> [Provided text]:

Yoga gurus and cult leaders – I’ve seen a few. Two weeks ago, I unknowingly joined an alleged new-age cult at the Kāpiti coast, together with a giant kraken and some neatly dressed pensioners who would make any book club proud.

They were among the two hundred people of all ages preparing for a week of worldwide protests by Extinction Rebellion (XR). It kicked off in Wellington with rebels temporarily shutting down the Ministry of Business, Innovation and Employment and gluing themselves to the Lambton Quay ANZ branch with “climate crime scene” tape.

The next day, a Māori XR commando squirted tomato sauce on James Cook’s plaque and decorated the statue of Richard Seddon outside Parliament with a ball and chain. Melbourne rebels sang and danced in the streets to 'Staying Alive', turning civil disobedience into “disco-bedience”. Meanwhile in London, a man had broken down in one of the many protests, overcome by emotion – shaking, crying and clutching a photo of his two little children. Mothers holding babies filled the streets.

After more than a thousand arrests in the UK alone, the BBC stopped reporting to not cause more disruption. Someone got on top of a plane at Heathrow. Over in Berlin, a controversial politician warned young school strikers to stay away from XR’s piraty pranks. Her safety concerns were not because of physical danger. Jutta Ditfurth, co-founder of the Green Party, now on the far left and an abrasive voice even by German standards, called the apolitical action network an “esoteric doomsday cult”. She tweeted that the movement is "anti-intellectual“ and acting hyper-emotional instead of rational. 

The global Greta hating and XR bashing has come from neoliberal and conservative camps as well as the radical left, the latter accusing XR of being too white (make that racist), tame or elitist. But in Germany, only the far-right AfD party branded Extinction Rebellion a “climate cult” – and also declared its full support of a fossil fuel counter movement to the school strikes. “Fridays for Hubraum” was started by car fanatics and instantly gained half a million followers.

> [What you need to do]: Continue the piece on Extinction Rebellion and its critics, picking up after its final sentence.

> [Items]:

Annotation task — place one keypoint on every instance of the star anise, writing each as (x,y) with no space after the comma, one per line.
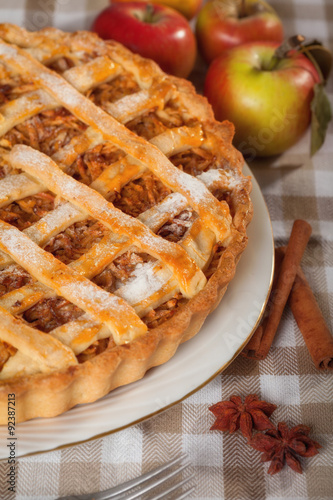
(233,415)
(282,446)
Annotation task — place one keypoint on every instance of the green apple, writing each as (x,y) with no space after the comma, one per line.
(267,98)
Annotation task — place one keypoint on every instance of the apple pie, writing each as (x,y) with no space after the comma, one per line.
(123,213)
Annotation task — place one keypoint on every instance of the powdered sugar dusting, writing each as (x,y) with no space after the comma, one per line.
(62,216)
(221,176)
(143,283)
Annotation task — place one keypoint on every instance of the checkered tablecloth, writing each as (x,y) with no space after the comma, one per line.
(294,186)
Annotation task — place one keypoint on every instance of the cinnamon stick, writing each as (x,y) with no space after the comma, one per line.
(299,238)
(253,345)
(311,322)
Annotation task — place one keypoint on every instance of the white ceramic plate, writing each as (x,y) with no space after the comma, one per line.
(213,348)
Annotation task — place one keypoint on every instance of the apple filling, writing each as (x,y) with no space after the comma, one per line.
(22,213)
(112,91)
(139,195)
(88,166)
(48,131)
(76,240)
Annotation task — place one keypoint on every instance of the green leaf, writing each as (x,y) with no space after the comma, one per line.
(320,54)
(320,117)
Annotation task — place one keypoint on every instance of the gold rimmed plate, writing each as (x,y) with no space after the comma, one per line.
(195,363)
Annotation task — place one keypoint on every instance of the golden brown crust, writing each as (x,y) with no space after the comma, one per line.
(48,395)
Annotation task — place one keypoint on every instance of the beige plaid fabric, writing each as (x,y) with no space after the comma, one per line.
(294,186)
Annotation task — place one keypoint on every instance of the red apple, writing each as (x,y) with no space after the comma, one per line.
(153,31)
(223,24)
(188,8)
(268,99)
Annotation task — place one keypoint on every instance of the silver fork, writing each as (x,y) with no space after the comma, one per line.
(147,483)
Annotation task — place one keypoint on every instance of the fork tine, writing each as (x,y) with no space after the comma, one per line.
(174,488)
(113,493)
(151,484)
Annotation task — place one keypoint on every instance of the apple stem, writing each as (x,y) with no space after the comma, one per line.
(242,11)
(294,42)
(149,13)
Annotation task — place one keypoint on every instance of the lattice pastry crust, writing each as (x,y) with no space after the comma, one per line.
(123,212)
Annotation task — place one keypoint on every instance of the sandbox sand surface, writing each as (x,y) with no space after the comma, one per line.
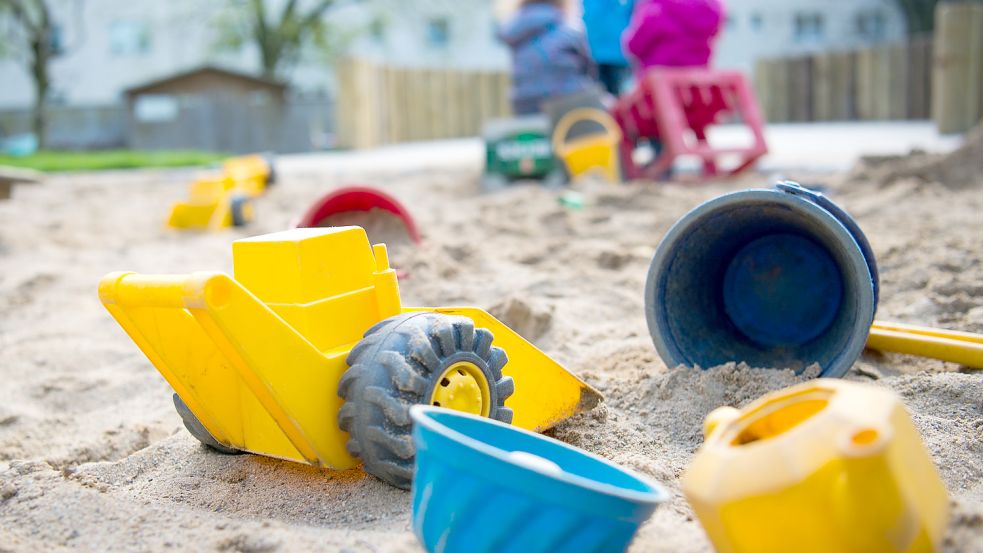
(93,456)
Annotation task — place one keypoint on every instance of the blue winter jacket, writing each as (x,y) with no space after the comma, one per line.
(605,21)
(549,59)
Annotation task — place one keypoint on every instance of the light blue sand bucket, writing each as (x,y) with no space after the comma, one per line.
(774,278)
(484,486)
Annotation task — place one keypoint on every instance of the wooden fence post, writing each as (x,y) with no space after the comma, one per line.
(957,80)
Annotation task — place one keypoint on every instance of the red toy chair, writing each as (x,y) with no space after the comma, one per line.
(676,106)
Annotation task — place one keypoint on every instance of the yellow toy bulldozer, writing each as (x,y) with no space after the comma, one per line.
(224,200)
(308,354)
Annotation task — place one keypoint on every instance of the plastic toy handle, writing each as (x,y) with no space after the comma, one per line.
(584,114)
(946,345)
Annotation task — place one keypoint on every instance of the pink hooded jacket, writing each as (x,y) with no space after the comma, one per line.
(673,33)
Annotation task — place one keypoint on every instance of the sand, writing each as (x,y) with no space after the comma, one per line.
(94,458)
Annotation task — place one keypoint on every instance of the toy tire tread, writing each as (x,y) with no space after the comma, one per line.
(395,366)
(196,429)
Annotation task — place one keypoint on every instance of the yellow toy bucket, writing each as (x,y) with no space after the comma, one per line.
(595,152)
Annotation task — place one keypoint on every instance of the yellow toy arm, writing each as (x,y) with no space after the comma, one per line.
(946,345)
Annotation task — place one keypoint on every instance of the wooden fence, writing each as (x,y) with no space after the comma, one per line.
(957,83)
(378,104)
(888,82)
(941,79)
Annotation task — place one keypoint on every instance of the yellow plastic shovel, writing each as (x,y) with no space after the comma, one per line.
(947,345)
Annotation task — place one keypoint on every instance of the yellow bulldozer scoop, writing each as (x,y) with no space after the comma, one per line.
(258,358)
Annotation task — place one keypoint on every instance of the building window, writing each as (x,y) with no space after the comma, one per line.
(377,30)
(872,24)
(757,22)
(129,38)
(438,32)
(810,27)
(56,40)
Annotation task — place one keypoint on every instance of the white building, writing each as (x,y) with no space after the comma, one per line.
(113,44)
(781,28)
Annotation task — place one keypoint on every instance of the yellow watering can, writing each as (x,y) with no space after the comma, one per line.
(828,465)
(596,151)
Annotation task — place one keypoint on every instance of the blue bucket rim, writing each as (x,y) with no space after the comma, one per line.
(657,494)
(657,329)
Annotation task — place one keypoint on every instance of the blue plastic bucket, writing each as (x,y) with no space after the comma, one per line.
(484,486)
(778,278)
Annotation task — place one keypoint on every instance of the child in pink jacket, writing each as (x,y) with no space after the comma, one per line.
(672,33)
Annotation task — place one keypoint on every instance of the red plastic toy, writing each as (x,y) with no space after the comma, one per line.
(357,198)
(676,106)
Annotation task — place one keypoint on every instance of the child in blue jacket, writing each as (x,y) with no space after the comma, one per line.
(549,58)
(605,21)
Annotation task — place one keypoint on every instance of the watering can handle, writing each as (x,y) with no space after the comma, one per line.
(575,116)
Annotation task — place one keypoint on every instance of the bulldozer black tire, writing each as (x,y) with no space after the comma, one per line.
(396,365)
(196,429)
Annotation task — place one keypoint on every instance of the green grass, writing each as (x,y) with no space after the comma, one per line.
(51,161)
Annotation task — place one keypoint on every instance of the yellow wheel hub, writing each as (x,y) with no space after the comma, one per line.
(463,387)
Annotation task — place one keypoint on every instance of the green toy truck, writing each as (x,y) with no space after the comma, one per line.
(519,149)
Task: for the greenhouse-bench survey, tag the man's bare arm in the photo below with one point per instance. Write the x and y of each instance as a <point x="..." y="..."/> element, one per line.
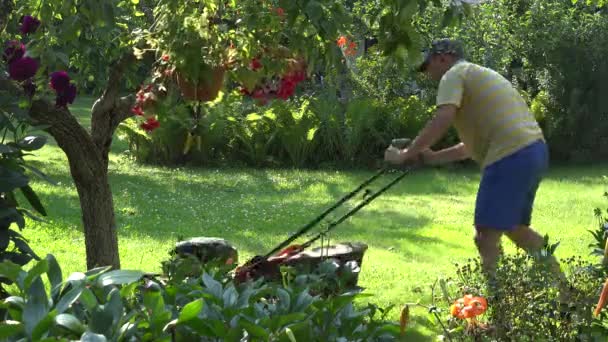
<point x="434" y="130"/>
<point x="447" y="155"/>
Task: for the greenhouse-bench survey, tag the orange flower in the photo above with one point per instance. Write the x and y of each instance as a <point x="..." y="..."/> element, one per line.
<point x="602" y="300"/>
<point x="469" y="307"/>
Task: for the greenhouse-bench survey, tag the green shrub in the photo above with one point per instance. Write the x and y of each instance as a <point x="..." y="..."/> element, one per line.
<point x="124" y="305"/>
<point x="523" y="300"/>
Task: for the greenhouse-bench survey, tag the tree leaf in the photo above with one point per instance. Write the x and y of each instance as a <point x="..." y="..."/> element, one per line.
<point x="41" y="267"/>
<point x="10" y="270"/>
<point x="4" y="240"/>
<point x="40" y="174"/>
<point x="54" y="272"/>
<point x="92" y="337"/>
<point x="71" y="323"/>
<point x="32" y="142"/>
<point x="213" y="286"/>
<point x="43" y="326"/>
<point x="36" y="306"/>
<point x="230" y="297"/>
<point x="4" y="149"/>
<point x="10" y="180"/>
<point x="190" y="311"/>
<point x="23" y="246"/>
<point x="254" y="330"/>
<point x="119" y="277"/>
<point x="69" y="298"/>
<point x="114" y="306"/>
<point x="10" y="329"/>
<point x="32" y="197"/>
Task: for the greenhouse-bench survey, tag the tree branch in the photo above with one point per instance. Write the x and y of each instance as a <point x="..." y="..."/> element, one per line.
<point x="6" y="7"/>
<point x="109" y="110"/>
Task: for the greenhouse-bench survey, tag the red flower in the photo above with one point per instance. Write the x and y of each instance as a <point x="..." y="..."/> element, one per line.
<point x="29" y="24"/>
<point x="23" y="68"/>
<point x="255" y="64"/>
<point x="287" y="88"/>
<point x="66" y="96"/>
<point x="137" y="111"/>
<point x="150" y="125"/>
<point x="13" y="51"/>
<point x="60" y="80"/>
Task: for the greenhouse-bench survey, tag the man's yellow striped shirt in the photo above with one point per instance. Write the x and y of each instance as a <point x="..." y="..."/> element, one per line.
<point x="493" y="120"/>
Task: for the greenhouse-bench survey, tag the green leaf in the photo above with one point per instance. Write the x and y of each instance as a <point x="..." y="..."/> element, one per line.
<point x="43" y="326"/>
<point x="22" y="245"/>
<point x="101" y="320"/>
<point x="31" y="196"/>
<point x="303" y="301"/>
<point x="69" y="298"/>
<point x="10" y="270"/>
<point x="10" y="329"/>
<point x="32" y="143"/>
<point x="54" y="272"/>
<point x="114" y="305"/>
<point x="41" y="267"/>
<point x="230" y="297"/>
<point x="119" y="277"/>
<point x="7" y="149"/>
<point x="284" y="299"/>
<point x="14" y="301"/>
<point x="4" y="240"/>
<point x="71" y="323"/>
<point x="92" y="337"/>
<point x="190" y="311"/>
<point x="40" y="174"/>
<point x="254" y="330"/>
<point x="10" y="180"/>
<point x="36" y="306"/>
<point x="213" y="286"/>
<point x="88" y="299"/>
<point x="95" y="272"/>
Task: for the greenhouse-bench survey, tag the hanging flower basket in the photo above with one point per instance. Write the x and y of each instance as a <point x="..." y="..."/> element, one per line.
<point x="206" y="89"/>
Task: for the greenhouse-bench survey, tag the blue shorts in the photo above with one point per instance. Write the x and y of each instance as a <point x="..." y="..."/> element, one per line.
<point x="508" y="187"/>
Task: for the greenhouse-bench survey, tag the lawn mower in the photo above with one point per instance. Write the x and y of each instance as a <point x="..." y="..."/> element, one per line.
<point x="345" y="254"/>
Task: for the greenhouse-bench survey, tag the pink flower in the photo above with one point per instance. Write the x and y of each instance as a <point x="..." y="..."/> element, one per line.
<point x="66" y="96"/>
<point x="23" y="68"/>
<point x="13" y="51"/>
<point x="255" y="64"/>
<point x="137" y="111"/>
<point x="287" y="89"/>
<point x="29" y="88"/>
<point x="29" y="24"/>
<point x="150" y="125"/>
<point x="60" y="81"/>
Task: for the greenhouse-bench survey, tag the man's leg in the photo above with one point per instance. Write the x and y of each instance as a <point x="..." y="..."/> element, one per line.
<point x="488" y="244"/>
<point x="533" y="243"/>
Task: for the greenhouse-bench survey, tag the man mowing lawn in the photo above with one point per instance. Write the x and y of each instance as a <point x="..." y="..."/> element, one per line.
<point x="498" y="132"/>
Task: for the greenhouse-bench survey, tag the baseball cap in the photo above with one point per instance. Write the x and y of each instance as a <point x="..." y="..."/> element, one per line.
<point x="441" y="46"/>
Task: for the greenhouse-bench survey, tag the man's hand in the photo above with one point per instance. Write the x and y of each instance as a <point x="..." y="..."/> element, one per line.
<point x="395" y="156"/>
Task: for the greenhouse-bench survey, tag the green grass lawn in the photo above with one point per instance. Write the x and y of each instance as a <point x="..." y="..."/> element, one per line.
<point x="415" y="232"/>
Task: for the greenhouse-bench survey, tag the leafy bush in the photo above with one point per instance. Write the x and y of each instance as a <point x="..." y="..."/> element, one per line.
<point x="19" y="139"/>
<point x="523" y="303"/>
<point x="125" y="305"/>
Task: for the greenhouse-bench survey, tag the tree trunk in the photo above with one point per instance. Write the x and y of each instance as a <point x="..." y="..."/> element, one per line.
<point x="97" y="206"/>
<point x="88" y="158"/>
<point x="89" y="170"/>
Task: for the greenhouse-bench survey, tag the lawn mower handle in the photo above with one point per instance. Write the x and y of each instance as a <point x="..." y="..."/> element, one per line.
<point x="399" y="143"/>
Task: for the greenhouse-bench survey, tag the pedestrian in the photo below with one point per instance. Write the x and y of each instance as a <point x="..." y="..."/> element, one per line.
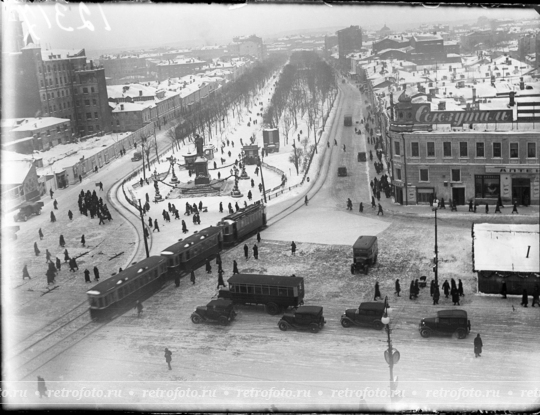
<point x="478" y="346"/>
<point x="42" y="387"/>
<point x="525" y="298"/>
<point x="446" y="288"/>
<point x="27" y="275"/>
<point x="221" y="283"/>
<point x="377" y="291"/>
<point x="460" y="289"/>
<point x="139" y="307"/>
<point x="168" y="357"/>
<point x="503" y="289"/>
<point x="515" y="208"/>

> [Response below]:
Since XR is now being attacked by both extreme ends of the political spectrum, it must be doing something right which transcends all agendas and appeals to a simple human denominator: survival. If the concerned German politician would have come along to the Paekakariki Holiday Park, she might have found that the training weekend that took place there was one of political activism, even if two kitchen helpers went to meditate during a break and a yoga session was held. 

The overall vibe was friendly, fun and undogmatic. Someone brought a ukulele along. No-one gave me a hard time for arriving by car. Although the food was mostly vegan, there was some milk and cheese at mealtimes – organic, not by Fonterra. My mission for the rebels was to go shopping: finding police hats, pink ribbon and magenta dye for a performance piece with mock arrests. 

Their ethos, pinned to the wall on brown paper, was more in line with the principles of Burning Man and Non-Violent Communication (NVC). It mentions self-responsibility and “radical inclusivity”. No shaming and blaming of individuals – they want systemic change from the top. Hate symbols like swastikas on a US flag aren’t tolerated, nor is swearing at police officers. Instead, local organisers and their artistic helpers like Nelson photographer Jose Cano create a wave of love with visual imagery that they hope will catch on.

The first morning started with a powhiri. Rebel Haimana Hirini stood barefoot on the wet grass, holding a talking stick towards the sky and thanking his siblings: the trees, the mountains, the water. New Zealand’s XR branch has translated the three demands of Extinction Rebellion – tell the truth, act now, lead by Citizen’s Assemblies – into te reo Māori and wants to add a new one: decolonization and recognition of indigenous rights.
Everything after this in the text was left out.